DATASET ENTRIES:
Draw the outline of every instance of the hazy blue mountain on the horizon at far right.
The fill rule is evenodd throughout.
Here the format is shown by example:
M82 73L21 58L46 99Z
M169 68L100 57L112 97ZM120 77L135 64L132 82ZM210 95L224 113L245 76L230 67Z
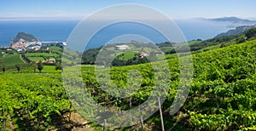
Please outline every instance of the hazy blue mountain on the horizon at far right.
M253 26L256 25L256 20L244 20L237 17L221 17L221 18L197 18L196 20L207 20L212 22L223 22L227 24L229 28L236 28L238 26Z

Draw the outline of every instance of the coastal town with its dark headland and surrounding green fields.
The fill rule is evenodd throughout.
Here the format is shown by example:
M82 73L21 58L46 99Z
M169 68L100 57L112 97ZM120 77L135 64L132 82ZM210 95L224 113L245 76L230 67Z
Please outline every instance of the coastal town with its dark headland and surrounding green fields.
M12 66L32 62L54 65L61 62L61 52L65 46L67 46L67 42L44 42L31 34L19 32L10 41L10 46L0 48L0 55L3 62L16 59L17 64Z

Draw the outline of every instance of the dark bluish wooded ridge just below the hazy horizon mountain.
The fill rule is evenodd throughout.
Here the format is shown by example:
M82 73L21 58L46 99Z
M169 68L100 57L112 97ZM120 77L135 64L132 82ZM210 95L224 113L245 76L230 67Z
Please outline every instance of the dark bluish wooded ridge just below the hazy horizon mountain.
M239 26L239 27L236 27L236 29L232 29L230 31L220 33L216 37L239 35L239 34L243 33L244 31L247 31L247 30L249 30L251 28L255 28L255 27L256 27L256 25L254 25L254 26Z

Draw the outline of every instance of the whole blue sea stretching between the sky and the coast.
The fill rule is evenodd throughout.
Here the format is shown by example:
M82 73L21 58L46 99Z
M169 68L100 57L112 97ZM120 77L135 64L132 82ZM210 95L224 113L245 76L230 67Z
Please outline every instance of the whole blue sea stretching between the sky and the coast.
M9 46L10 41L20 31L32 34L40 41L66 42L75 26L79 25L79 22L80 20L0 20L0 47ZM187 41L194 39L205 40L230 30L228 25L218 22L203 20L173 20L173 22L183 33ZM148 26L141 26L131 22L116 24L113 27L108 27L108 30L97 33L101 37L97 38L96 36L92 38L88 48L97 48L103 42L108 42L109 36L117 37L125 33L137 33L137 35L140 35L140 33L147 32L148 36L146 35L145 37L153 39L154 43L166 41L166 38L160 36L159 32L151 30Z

YOUR GOAL: Make a verbatim copy of all the entries and strip out the pictures.

ANSWER FOR THE TASK:
Draw the outline of every instance of the hazy blue mountain on the horizon at far right.
The fill rule is evenodd throughout.
Here the format is shown by example:
M82 73L21 58L46 99Z
M169 68L100 57L112 97ZM120 77L135 64L132 82ZM210 95L224 113L245 76L230 67Z
Please outline every instance of the hazy blue mountain on the horizon at far right.
M253 26L256 25L256 20L244 20L237 17L221 17L221 18L197 18L196 20L207 20L212 22L223 22L227 24L229 28L236 28L238 26Z

Draw the outline of every instance of the coastal town with its dark headland and surrounding green fields.
The fill rule is evenodd throughout.
Here the format is shown by example:
M82 73L21 58L46 99Z
M169 68L100 57L112 97ZM120 77L135 64L132 82ZM210 95L224 113L245 76L230 67Z
Please outline every instance of the coastal town with its dark headland and surrounding green fields.
M12 66L32 62L54 65L61 62L61 52L65 46L67 46L67 42L44 42L31 34L19 32L10 41L10 46L0 48L0 55L3 62L16 59L17 64Z

Draw the outline of every instance of the dark bluish wooded ridge just below the hazy horizon mountain.
The fill rule is evenodd throughout.
Here the format is shown by example:
M82 73L21 58L46 99Z
M169 68L100 57L112 97ZM120 77L135 64L132 82ZM210 95L224 113L245 76L230 67Z
Please outline every instance of the dark bluish wooded ridge just below the hazy horizon mountain.
M239 26L239 27L236 27L236 29L232 29L230 31L220 33L216 37L239 35L239 34L243 33L244 31L247 31L247 30L249 30L251 28L255 28L255 27L256 27L256 25L254 25L254 26Z

Draw the outline of every instance of the whole blue sea stretching between the sky and the coast.
The fill rule is evenodd throughout.
Here the format is shown by example:
M82 73L21 58L46 99Z
M169 68L100 57L112 97ZM120 77L135 64L132 82ZM210 95L224 113L245 76L230 67Z
Please outline every instance of the whole blue sea stretching between the sky and the coast.
M9 46L10 41L20 31L32 34L40 41L66 42L75 26L79 25L79 22L80 20L0 20L0 47ZM187 41L194 39L205 40L230 30L228 25L218 22L203 20L173 20L173 22L183 33ZM148 26L141 26L131 22L116 24L113 27L108 27L108 30L97 33L101 37L97 38L96 36L92 38L88 48L97 48L103 42L108 42L109 36L117 37L125 33L137 33L137 35L140 35L140 33L147 32L148 36L146 35L145 37L153 39L154 43L166 41L166 38L160 36L159 32L151 30Z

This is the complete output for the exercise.